> Task list:
[1] Reproduce the World Homeless Day article word for word, from "In fact, every" down to "the general population.".
[2] According to the World Homeless Day article, what purposes does World Homeless Day serve? List each one.

> Provided passage:
■ ■ ■ ■ ■ ■ ■

10 October 2025
TODAY is World Homeless Day, an event launched in 2010 and observed in 100+ countries worldwide.
Its purpose is to benchmark progress and celebrate good work but while there is much good work taking place, sadly in terms of overall homelessness in the UK, there seems to be very little progress.
In fact, every day there seems to be a shocking new statistic that underlines just how dire the UK’s housing, and therefore homelessness, situation currently is. Making headlines recently includes:
All this comes at a cost, both financially and personally. UK councils spent £2.8 billion on temporary accommodation in 2024/25, a 25% increase on the previous year**. But more sobering is the impact that homelessness has on life expectancy; the average life expectancy for a homeless man is 44 years-old and for homeless women it is 42*** - nearly half what it is for the general population.
All this must surely ring alarm bells and wave massive red flags to indicate just how fundamentally flawed the housing system is in the UK? Which leads to another purpose of World Homeless Day – to advocate for improved policies and funding that can help prevent and end homelessness.

■ ■ ■ ■ ■ ■ ■

Records from a data collection
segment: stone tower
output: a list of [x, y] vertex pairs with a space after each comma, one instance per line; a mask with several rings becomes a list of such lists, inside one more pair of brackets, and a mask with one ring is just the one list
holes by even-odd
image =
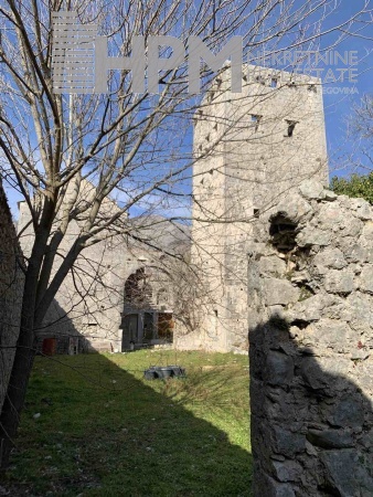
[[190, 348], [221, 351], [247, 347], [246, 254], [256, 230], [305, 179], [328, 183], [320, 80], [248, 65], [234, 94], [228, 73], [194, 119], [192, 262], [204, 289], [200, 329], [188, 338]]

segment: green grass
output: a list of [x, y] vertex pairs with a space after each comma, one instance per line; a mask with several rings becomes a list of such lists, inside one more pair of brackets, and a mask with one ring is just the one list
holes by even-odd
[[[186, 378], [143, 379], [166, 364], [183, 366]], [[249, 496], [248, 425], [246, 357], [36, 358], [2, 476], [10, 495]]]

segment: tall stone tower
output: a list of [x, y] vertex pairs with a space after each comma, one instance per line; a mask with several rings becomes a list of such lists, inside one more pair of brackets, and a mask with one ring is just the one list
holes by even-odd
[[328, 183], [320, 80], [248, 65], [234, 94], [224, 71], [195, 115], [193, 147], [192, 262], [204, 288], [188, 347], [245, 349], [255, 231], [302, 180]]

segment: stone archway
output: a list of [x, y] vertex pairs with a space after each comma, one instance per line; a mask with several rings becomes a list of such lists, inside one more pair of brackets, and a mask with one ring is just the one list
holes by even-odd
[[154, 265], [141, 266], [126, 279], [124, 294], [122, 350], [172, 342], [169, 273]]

■ ■ ■ ■ ■ ■ ■

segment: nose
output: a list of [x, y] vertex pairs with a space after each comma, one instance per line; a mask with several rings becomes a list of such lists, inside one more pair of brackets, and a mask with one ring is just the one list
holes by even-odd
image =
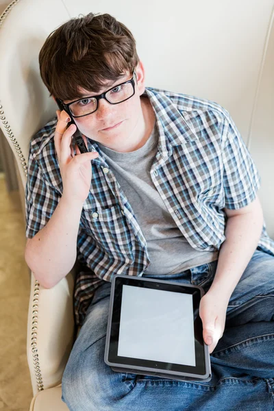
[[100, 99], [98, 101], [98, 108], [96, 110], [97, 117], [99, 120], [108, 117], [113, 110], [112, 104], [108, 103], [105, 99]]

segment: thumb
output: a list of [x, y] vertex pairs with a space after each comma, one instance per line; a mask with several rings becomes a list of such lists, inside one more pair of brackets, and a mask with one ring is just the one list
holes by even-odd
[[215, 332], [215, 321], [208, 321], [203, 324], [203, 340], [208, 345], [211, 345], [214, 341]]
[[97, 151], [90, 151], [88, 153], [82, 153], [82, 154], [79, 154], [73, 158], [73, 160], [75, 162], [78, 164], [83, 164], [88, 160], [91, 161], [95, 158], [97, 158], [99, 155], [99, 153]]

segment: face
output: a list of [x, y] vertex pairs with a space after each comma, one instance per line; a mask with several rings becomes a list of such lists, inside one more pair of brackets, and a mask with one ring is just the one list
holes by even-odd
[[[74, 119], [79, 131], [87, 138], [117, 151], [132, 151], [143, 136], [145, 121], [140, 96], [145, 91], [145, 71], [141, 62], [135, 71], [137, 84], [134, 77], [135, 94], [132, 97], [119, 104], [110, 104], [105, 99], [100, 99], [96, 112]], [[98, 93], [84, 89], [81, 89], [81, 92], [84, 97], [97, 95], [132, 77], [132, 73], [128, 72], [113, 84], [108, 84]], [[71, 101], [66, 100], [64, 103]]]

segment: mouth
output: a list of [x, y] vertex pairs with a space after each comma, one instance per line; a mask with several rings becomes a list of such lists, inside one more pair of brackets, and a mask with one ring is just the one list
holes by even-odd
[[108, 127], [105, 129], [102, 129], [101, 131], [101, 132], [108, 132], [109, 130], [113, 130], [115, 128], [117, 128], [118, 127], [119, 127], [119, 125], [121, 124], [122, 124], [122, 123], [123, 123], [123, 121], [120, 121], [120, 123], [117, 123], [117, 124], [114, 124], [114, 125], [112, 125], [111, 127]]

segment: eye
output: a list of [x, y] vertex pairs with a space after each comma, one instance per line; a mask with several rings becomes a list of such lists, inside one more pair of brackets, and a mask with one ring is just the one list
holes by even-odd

■ ■ ■ ■ ■ ■ ■

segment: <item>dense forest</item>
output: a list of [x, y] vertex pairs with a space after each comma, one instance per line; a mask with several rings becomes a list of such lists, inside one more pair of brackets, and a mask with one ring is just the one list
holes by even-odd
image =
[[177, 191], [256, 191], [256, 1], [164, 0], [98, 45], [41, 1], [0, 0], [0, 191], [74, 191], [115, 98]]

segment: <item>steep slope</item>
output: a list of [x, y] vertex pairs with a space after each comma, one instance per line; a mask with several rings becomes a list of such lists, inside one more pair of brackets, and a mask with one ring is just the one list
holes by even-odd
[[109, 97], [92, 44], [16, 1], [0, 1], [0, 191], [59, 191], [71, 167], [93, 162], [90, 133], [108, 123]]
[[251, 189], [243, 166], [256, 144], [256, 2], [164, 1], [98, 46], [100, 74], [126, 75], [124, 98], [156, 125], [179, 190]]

■ ■ ■ ■ ■ ■ ■

> Answers to the tasks:
[1]
In fact, every day there seems to be a shocking new statistic that underlines just how dire the UK’s housing, and therefore homelessness, situation currently is. Making headlines recently includes:
All this comes at a cost, both financially and personally. UK councils spent £2.8 billion on temporary accommodation in 2024/25, a 25% increase on the previous year**. But more sobering is the impact that homelessness has on life expectancy; the average life expectancy for a homeless man is 44 years-old and for homeless women it is 42*** - nearly half what it is for the general population.

[2]
- To benchmark progress
- To celebrate good work
- To advocate for improved policies and funding that can help prevent and end homelessness